Material supplied: Begin

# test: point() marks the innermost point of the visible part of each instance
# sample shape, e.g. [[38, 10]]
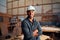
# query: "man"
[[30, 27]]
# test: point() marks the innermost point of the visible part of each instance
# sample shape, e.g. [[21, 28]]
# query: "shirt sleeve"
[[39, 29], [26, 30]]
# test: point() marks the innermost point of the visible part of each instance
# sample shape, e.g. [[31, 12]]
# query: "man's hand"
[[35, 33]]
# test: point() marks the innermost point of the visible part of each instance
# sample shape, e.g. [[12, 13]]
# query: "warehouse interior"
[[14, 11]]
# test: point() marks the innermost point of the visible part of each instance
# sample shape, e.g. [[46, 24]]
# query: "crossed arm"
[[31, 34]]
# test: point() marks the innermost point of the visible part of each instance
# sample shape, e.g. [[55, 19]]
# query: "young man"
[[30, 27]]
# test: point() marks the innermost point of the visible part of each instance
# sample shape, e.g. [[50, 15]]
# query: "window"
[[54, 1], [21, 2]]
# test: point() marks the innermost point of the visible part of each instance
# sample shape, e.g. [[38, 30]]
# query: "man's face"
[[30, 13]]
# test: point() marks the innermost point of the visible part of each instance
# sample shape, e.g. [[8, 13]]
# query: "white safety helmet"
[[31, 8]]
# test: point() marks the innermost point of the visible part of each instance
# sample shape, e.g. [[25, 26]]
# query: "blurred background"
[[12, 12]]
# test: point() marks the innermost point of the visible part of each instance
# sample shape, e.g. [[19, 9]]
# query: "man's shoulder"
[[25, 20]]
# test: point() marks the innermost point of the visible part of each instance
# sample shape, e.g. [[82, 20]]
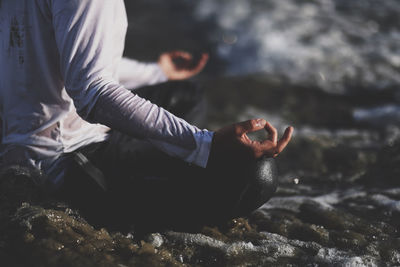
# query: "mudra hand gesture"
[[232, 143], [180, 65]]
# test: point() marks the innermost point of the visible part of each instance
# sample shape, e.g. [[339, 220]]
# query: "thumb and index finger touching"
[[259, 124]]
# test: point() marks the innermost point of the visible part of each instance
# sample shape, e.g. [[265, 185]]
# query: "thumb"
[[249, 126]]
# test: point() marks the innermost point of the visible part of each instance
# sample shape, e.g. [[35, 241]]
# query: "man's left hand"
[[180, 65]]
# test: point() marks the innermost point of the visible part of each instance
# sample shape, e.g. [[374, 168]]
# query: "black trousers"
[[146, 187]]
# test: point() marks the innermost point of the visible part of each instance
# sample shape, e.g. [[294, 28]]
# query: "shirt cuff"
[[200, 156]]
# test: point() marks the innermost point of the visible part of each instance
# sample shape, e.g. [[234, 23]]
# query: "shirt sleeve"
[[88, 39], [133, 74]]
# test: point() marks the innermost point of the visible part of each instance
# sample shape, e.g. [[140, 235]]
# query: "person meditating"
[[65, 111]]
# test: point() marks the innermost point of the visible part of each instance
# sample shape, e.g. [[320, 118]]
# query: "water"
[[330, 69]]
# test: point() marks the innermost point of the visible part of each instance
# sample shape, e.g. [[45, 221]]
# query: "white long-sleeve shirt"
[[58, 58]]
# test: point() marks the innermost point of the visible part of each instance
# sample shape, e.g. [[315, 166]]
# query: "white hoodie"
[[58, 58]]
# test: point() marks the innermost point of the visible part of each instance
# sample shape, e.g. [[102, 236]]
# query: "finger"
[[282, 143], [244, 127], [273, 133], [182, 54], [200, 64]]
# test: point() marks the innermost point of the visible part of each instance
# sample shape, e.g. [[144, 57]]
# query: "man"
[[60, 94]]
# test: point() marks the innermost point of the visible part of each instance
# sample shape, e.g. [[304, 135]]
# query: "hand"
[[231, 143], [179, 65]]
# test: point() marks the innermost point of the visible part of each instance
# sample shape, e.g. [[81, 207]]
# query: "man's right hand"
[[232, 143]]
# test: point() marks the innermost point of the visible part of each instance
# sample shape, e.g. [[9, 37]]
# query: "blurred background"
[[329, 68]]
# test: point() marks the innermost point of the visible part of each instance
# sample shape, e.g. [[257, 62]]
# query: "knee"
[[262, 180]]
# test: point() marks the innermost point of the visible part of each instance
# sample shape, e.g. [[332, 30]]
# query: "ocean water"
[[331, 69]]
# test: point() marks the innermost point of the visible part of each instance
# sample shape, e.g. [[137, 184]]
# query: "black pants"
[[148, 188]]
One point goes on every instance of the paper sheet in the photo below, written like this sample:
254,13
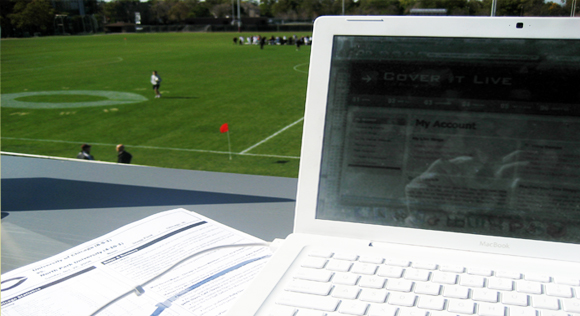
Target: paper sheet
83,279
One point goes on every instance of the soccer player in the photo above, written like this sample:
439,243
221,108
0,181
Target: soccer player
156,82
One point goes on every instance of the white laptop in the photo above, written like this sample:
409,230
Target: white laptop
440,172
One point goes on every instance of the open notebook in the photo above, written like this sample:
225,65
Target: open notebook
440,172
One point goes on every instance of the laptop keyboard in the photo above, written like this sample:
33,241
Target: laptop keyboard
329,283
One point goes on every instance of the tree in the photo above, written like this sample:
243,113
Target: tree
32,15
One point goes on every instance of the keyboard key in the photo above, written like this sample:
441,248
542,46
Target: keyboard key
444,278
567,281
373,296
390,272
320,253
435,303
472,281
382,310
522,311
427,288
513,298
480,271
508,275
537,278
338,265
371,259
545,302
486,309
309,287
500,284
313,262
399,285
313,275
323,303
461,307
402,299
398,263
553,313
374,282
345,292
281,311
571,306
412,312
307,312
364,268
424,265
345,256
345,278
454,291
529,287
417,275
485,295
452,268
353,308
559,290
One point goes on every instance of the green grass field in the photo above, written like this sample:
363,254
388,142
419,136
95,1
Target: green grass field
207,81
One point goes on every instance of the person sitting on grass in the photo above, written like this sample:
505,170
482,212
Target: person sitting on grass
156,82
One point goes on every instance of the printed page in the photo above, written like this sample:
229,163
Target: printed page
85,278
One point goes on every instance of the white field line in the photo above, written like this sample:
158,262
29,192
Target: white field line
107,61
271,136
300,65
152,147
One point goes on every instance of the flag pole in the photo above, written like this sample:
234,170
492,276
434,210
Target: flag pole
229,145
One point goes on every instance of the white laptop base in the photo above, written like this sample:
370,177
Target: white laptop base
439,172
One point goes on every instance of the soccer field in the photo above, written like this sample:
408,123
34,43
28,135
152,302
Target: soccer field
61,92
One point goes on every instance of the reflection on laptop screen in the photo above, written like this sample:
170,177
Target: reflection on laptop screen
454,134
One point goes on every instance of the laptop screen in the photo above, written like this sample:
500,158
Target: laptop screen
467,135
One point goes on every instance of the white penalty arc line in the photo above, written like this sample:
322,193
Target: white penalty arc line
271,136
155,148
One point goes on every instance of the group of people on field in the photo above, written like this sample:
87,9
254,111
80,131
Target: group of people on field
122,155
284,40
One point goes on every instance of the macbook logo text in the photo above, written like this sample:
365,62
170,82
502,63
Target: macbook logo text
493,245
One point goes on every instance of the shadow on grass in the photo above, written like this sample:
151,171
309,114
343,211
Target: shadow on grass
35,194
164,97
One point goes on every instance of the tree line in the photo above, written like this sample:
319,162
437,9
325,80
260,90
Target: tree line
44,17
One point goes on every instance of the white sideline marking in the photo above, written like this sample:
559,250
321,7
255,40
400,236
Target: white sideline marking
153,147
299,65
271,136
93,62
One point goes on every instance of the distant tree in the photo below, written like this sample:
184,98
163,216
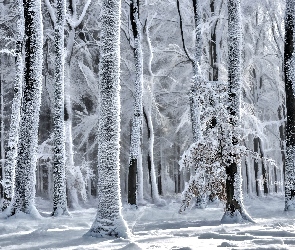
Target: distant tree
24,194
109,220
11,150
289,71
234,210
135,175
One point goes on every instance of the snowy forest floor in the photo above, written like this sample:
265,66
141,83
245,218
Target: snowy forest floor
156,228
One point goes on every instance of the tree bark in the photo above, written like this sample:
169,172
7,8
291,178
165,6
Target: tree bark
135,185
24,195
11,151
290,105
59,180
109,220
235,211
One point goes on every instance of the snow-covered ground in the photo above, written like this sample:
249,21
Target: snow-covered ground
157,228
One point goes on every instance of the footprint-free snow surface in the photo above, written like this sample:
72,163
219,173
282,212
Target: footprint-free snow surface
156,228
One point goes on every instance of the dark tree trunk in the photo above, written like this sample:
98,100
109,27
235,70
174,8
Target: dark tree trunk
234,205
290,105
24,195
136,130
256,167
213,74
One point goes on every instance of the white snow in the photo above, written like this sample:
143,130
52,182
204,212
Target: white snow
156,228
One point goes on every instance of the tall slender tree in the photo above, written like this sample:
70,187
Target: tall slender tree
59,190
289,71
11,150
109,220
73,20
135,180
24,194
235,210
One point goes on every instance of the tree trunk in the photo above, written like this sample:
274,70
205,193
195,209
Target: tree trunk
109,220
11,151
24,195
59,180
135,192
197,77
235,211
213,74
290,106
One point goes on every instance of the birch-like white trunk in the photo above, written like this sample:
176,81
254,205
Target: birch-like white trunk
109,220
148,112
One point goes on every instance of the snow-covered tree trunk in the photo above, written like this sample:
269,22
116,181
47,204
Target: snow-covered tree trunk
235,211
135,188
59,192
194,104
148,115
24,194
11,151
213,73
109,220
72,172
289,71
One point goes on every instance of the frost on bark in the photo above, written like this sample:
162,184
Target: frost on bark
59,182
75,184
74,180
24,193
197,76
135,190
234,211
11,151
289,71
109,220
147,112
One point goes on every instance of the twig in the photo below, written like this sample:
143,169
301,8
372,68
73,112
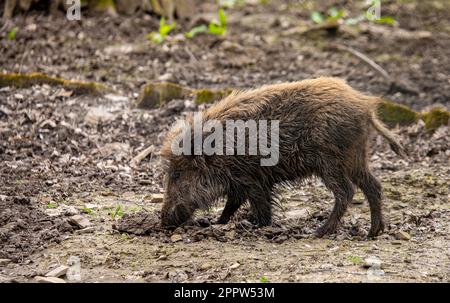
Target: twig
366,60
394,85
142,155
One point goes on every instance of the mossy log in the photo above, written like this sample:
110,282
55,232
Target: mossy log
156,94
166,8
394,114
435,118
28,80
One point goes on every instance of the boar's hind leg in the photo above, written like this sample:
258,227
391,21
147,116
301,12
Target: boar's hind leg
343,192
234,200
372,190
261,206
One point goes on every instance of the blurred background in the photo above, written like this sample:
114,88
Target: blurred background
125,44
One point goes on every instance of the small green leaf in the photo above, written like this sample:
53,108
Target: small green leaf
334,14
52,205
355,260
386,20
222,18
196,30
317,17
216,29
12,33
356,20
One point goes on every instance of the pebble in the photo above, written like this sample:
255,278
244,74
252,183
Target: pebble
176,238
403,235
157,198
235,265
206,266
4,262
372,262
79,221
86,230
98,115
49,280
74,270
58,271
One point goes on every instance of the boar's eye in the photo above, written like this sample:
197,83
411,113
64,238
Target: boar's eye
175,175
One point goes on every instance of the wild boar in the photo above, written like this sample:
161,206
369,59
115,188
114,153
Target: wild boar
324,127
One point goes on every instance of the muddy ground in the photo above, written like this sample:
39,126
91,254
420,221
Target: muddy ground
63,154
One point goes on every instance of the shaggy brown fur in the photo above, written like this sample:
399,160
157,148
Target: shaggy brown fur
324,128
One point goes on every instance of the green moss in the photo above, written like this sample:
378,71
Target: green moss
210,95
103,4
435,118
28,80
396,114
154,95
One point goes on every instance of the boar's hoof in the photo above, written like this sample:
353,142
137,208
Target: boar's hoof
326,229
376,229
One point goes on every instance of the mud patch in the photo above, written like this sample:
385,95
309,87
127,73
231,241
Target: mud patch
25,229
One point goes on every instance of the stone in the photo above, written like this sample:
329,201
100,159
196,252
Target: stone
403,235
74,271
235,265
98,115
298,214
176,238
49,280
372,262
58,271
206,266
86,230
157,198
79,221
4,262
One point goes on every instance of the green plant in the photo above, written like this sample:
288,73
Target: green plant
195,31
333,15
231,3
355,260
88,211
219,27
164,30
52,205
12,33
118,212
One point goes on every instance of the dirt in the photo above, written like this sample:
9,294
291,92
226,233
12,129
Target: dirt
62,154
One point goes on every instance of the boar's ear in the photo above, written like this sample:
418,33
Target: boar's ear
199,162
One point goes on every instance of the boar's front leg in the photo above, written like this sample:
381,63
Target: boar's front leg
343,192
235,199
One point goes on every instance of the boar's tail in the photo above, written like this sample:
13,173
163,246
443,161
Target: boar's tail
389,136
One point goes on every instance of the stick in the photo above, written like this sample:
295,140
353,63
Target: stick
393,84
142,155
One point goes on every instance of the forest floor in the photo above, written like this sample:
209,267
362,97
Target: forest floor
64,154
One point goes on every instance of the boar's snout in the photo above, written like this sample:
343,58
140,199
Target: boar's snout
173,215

Material supplied: End

Exercise requirements
Your answer should be the number of lines in the records that contain the word "below", with nothing added.

Problem solution
3